This dynamic digital metadata record is an organizational structure that becomes even more important as image collections grow in size and time frame. If the hardcopy image collection is large, including thousands of images, and is converted to digital form, an organizational structure such as a file structure, searchable database, or navigational interface is required in order to establish usefulness.
Photographic print medium 90 and the like have an image surface 91, a non-image surface 100, and often include a manufacturer's watermark 102 on the non-imaging surface 100 of the print medium 90. The manufacturer of the print medium 90 prints watermarks 102 on "master rolls" of medium, which are slit or cut into smaller rolls suitable for use in photo processing equipment such as kiosks, minilabs, and digital printers. Manufacturers change watermarks 102 from time to time as new medium types with new characteristics, features and brand designations are introduced to the market. Watermarks 102 are used for promotional activities such as advertising manufacturer sponsorships, to designate special photofinishing processes and services, and to incorporate market specific characteristics such as foreign language translations for sale in foreign markets. Watermarks 102 are typically non-photographically printed on the non-image surface 100 of the print medium 90 with a subdued density and can include text of various fonts, graphics, logos, color variations, multiple colors, and typically run diagonally to the medium roll and cut print shape.

### Data provided

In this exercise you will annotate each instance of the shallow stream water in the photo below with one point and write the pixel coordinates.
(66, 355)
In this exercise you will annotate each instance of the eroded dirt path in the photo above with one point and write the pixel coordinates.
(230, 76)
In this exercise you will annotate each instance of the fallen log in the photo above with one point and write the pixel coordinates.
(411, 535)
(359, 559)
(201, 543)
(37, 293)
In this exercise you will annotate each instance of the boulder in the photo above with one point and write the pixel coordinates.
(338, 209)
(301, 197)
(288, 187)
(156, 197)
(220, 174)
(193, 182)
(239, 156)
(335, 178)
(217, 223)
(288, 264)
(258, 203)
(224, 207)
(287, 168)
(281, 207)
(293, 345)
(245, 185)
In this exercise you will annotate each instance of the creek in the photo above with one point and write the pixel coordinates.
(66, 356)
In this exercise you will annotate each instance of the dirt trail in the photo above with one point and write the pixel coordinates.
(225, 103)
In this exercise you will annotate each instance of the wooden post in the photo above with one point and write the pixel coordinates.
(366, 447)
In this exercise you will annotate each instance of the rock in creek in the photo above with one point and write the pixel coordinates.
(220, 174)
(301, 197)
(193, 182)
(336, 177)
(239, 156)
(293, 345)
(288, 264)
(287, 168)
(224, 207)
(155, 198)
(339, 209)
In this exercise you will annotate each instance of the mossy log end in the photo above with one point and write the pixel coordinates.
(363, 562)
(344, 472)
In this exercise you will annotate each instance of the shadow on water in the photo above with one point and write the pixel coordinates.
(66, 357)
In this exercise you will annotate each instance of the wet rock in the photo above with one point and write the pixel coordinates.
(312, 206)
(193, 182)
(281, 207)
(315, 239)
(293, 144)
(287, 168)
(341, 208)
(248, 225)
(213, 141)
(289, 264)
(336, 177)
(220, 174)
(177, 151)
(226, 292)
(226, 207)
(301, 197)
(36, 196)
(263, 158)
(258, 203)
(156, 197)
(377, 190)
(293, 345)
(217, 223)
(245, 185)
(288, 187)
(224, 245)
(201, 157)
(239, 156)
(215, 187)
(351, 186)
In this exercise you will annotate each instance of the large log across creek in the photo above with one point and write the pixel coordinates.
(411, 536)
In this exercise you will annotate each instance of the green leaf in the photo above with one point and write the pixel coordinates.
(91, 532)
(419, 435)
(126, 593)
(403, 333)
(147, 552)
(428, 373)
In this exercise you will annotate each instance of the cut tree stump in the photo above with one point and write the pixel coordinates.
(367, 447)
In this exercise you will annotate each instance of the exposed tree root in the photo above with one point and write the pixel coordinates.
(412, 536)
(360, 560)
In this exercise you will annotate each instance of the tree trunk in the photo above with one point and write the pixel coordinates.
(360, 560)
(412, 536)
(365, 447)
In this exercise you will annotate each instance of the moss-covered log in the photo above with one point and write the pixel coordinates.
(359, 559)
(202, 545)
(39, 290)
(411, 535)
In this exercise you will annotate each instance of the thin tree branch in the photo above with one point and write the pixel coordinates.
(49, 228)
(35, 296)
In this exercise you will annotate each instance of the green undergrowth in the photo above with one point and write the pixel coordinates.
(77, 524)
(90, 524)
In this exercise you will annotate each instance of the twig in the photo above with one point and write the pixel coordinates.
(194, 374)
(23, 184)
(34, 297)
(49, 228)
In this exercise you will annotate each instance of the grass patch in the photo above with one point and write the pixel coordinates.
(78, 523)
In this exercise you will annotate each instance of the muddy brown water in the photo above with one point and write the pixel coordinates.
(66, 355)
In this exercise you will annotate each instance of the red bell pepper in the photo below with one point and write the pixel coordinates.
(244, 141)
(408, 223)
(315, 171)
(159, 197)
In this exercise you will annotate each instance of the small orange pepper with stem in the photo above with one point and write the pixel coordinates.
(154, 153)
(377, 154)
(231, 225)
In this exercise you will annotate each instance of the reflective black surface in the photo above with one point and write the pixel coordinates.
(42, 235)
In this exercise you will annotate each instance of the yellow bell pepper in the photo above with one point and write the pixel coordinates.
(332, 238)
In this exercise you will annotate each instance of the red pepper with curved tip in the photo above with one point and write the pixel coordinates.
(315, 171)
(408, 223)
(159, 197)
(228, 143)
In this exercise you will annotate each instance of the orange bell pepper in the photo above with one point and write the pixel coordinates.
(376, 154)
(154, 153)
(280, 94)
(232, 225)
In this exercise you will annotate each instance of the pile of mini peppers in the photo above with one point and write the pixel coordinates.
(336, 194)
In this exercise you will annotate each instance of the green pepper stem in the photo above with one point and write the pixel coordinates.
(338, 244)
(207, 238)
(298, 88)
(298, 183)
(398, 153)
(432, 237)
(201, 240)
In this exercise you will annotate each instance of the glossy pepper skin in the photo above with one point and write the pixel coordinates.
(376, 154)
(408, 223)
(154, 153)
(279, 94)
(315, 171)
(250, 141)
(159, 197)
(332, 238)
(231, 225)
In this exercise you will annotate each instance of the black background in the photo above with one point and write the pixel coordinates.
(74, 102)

* * *

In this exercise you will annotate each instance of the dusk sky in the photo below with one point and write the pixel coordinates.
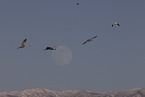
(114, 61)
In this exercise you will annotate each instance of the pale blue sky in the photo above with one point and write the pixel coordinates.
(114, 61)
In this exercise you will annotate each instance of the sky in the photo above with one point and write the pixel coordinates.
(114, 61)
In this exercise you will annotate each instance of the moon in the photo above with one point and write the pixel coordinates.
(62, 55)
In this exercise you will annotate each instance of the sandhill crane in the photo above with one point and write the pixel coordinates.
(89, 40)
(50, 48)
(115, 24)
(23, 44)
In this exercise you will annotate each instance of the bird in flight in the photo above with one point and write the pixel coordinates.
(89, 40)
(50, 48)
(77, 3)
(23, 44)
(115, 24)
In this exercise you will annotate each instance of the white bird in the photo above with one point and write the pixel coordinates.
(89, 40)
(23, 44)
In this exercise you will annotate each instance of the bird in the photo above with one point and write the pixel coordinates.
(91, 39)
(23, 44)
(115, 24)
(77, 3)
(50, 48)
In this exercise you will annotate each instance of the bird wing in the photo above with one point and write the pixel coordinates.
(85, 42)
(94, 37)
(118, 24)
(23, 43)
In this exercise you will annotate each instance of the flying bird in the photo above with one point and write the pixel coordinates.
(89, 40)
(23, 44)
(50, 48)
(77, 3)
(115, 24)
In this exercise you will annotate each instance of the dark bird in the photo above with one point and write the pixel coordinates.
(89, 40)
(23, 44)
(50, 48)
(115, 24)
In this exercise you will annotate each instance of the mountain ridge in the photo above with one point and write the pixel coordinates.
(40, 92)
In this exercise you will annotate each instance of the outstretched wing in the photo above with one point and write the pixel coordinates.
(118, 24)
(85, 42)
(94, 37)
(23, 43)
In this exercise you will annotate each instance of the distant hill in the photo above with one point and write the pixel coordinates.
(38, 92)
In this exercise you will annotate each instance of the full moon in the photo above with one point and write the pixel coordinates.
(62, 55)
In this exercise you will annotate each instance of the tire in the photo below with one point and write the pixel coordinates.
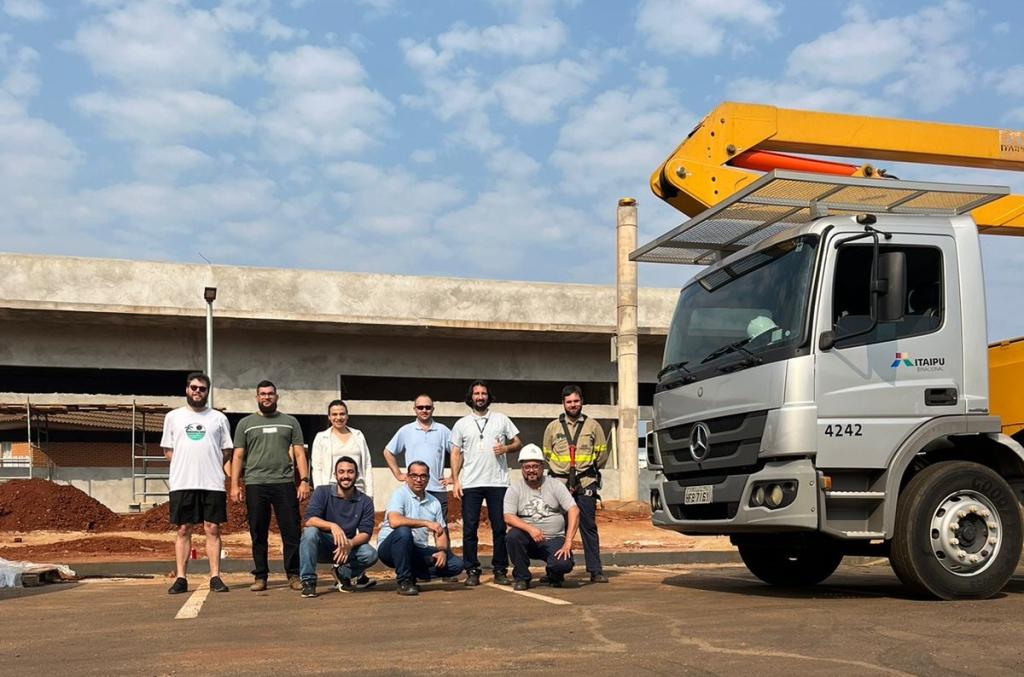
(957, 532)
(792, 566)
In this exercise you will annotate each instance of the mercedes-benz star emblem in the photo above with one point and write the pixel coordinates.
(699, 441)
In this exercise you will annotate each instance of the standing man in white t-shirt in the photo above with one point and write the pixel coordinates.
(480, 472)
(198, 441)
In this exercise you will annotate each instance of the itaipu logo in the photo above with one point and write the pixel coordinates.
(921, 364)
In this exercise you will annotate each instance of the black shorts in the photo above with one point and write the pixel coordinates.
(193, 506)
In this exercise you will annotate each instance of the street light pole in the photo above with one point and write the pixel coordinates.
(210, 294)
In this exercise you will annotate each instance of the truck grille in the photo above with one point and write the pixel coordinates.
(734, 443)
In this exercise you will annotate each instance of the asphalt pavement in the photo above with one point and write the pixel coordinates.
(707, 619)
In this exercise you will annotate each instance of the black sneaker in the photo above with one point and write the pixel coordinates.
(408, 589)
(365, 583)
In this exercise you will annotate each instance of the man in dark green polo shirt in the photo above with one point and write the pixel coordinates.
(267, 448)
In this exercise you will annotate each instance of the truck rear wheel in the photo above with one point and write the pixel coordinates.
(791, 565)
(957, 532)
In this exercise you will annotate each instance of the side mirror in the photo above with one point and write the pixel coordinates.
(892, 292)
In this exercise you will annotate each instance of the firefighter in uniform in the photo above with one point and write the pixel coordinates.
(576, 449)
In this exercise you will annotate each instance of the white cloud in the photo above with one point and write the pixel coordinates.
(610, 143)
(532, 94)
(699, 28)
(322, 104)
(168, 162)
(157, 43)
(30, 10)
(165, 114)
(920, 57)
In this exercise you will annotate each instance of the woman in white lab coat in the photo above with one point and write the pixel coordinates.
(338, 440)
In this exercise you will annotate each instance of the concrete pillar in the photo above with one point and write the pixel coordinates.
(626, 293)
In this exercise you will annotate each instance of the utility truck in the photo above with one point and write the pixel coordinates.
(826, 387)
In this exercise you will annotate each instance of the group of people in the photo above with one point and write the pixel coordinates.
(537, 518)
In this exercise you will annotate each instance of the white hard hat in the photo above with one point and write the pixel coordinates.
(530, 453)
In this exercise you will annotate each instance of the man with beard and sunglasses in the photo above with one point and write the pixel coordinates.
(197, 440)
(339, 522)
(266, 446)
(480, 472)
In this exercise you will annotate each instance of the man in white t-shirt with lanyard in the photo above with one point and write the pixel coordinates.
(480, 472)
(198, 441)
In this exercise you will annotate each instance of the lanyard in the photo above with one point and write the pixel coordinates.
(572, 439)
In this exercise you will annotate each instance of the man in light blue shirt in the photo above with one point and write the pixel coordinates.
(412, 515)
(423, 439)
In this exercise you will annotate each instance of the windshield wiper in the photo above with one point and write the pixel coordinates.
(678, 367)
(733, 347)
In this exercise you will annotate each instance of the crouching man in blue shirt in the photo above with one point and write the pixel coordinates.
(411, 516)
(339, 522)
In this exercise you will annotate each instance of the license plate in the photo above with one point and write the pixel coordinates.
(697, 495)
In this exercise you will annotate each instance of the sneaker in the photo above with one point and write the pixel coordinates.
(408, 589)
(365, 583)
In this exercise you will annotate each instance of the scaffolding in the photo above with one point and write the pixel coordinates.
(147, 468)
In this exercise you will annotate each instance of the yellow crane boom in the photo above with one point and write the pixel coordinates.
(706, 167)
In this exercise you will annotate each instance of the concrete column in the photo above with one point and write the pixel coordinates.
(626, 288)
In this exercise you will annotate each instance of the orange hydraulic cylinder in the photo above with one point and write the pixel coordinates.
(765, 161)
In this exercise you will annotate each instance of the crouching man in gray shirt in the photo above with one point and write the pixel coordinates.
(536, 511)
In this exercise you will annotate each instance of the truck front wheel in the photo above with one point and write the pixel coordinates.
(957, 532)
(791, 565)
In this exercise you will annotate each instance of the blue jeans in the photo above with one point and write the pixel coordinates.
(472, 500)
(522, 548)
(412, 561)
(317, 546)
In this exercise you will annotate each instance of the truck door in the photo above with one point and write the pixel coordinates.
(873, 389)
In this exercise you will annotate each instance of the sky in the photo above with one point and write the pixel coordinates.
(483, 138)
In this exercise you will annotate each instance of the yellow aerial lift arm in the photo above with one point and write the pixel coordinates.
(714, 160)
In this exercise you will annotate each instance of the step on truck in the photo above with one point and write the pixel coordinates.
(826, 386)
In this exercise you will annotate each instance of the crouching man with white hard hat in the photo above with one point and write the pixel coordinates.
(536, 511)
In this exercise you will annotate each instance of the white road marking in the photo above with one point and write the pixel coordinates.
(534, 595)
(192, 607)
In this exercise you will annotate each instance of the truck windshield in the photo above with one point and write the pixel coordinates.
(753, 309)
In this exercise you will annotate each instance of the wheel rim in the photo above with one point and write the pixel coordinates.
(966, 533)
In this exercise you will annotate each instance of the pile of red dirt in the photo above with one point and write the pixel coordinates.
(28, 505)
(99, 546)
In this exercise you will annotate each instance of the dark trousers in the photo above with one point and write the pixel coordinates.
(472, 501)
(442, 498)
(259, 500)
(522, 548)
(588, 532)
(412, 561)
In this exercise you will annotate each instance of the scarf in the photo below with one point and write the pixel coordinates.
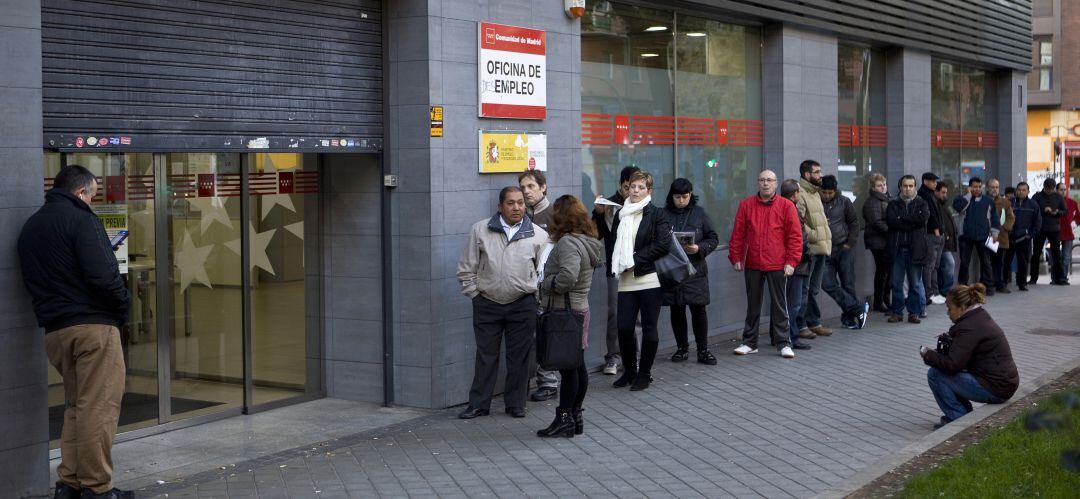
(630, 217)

==

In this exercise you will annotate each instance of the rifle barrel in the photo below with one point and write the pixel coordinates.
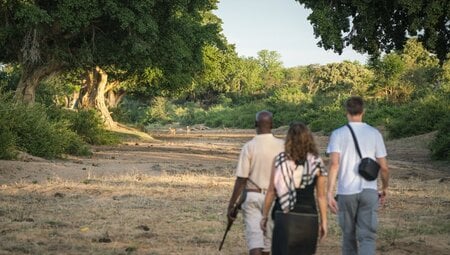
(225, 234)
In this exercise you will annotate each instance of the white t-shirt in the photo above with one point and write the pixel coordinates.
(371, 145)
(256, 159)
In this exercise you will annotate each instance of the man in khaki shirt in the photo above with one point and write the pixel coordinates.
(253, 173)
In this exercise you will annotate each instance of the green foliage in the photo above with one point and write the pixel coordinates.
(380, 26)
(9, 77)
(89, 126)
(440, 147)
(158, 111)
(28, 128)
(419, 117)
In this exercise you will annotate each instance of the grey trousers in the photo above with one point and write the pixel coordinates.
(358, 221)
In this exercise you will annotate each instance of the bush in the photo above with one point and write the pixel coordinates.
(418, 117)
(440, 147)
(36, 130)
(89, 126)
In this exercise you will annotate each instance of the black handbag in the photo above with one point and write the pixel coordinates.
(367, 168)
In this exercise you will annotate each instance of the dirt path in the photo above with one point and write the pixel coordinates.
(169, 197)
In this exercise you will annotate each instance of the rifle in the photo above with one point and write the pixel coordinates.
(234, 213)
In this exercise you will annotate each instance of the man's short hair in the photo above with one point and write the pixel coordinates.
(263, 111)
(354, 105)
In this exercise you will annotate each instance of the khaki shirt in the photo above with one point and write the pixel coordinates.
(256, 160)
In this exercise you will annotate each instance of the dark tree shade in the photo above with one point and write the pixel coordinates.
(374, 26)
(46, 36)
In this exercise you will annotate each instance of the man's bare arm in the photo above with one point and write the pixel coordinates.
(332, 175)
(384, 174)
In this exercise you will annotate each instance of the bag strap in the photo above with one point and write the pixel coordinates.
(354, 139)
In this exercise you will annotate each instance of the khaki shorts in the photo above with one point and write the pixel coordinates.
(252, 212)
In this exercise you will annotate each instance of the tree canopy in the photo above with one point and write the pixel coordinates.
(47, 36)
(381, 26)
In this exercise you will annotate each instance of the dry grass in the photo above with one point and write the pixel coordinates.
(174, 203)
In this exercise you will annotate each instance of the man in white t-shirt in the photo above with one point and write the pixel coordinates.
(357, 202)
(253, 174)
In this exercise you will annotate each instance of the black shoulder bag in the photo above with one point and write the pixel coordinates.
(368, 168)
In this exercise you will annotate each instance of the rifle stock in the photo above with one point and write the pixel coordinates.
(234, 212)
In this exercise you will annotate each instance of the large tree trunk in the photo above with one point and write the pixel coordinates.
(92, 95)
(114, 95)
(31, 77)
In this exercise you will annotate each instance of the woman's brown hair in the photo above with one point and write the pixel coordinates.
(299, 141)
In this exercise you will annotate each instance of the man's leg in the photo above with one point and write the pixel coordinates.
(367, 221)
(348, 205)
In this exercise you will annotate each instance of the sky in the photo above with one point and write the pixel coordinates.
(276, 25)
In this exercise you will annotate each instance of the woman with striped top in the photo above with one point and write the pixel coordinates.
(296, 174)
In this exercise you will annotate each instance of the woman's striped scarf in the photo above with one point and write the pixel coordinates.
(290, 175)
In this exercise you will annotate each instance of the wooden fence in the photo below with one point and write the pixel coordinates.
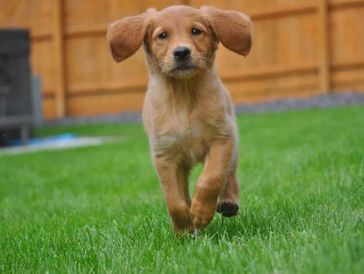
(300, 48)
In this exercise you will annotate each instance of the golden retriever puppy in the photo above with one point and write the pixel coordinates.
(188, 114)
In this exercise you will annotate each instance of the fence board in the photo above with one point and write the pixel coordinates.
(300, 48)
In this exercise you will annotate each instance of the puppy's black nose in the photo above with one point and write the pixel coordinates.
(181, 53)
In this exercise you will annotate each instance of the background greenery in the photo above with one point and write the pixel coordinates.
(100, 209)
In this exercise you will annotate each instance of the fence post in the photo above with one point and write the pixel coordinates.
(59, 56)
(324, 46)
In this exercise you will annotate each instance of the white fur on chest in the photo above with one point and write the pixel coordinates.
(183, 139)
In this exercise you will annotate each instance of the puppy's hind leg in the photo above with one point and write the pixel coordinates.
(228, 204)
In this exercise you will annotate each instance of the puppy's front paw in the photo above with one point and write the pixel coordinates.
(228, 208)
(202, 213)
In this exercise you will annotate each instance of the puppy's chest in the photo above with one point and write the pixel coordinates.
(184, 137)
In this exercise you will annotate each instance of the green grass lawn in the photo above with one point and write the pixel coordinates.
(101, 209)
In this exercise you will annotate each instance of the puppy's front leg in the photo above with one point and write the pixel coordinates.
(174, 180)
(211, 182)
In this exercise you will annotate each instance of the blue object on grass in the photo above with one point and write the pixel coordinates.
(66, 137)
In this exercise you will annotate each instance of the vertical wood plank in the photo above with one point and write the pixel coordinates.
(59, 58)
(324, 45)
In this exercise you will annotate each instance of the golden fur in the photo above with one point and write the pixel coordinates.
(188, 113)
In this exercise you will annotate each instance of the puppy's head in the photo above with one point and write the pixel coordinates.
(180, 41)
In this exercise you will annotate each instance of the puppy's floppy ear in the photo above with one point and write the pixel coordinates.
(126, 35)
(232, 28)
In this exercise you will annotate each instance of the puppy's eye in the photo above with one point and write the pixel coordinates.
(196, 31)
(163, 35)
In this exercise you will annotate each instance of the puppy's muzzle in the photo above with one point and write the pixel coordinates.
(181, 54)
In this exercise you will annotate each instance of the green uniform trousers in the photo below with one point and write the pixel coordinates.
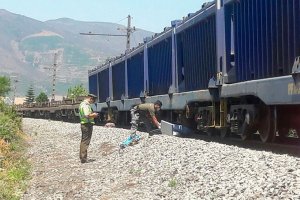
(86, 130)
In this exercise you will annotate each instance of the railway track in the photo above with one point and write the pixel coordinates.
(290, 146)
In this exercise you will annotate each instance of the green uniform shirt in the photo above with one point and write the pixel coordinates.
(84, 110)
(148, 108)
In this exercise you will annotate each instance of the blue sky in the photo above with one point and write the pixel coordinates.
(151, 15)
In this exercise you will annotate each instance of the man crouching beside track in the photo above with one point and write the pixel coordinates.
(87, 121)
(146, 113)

### Task set
**1)** From the text about photographic print medium and watermarks, list everything it says a watermark can include.
**2)** In the text on photographic print medium and watermarks, take the part starting at "This dynamic digital" and ending at "to establish usefulness.", and write it out again with "organizational structure" swapped for "organizational framework".

### Solution list
**1)** text of various fonts, graphics, logos, color variations, multiple colors

**2)**
This dynamic digital metadata record is an organizational framework that becomes even more important as image collections grow in size and time frame. If the hardcopy image collection is large, including thousands of images, and is converted to digital form, an organizational framework such as a file structure, searchable database, or navigational interface is required in order to establish usefulness.